Please reproduce the records below word for word, leaving the pictures out of your answer.

● ● ● ● ● ● ●

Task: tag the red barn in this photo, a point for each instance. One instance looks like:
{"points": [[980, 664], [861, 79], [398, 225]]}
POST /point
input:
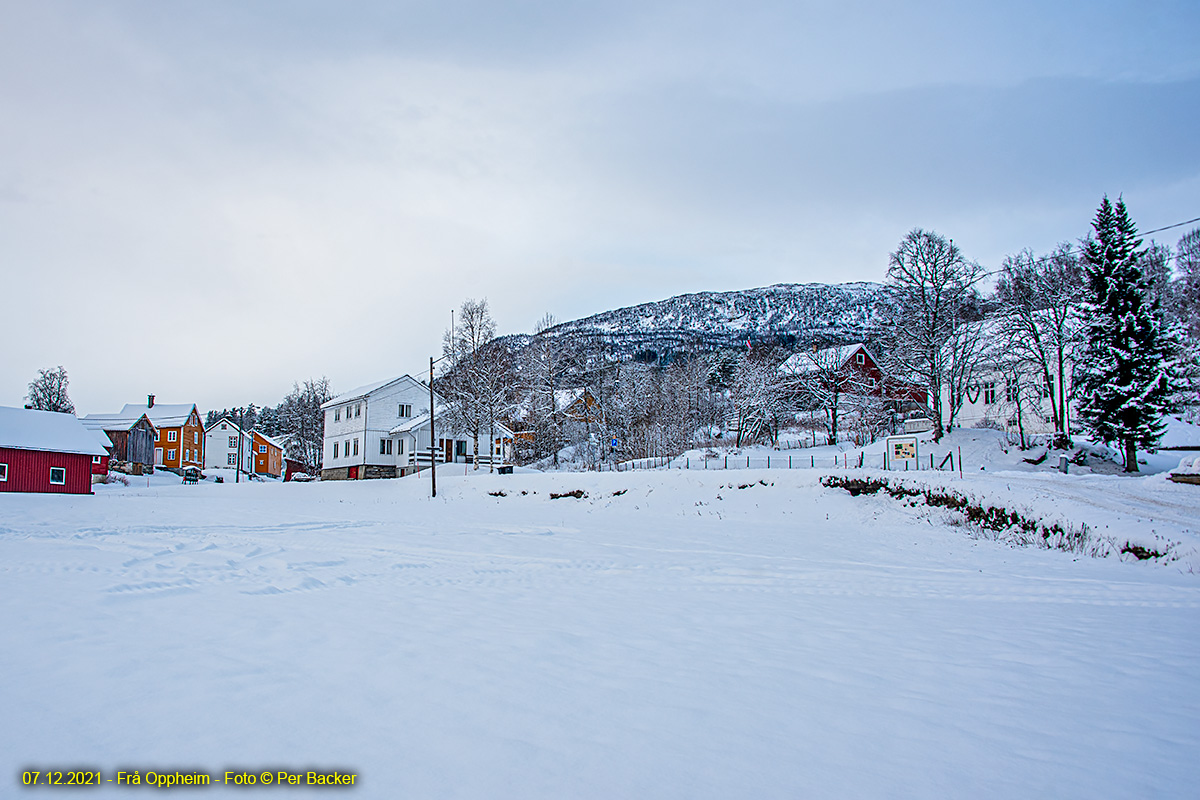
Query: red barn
{"points": [[43, 451]]}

● ● ● ● ● ● ●

- **COMPLETE RESPONSE**:
Task: tag the red barn in this photo, a point for each instance. One instance looks like:
{"points": [[980, 664], [861, 79], [398, 225]]}
POST /point
input:
Query: red barn
{"points": [[43, 451]]}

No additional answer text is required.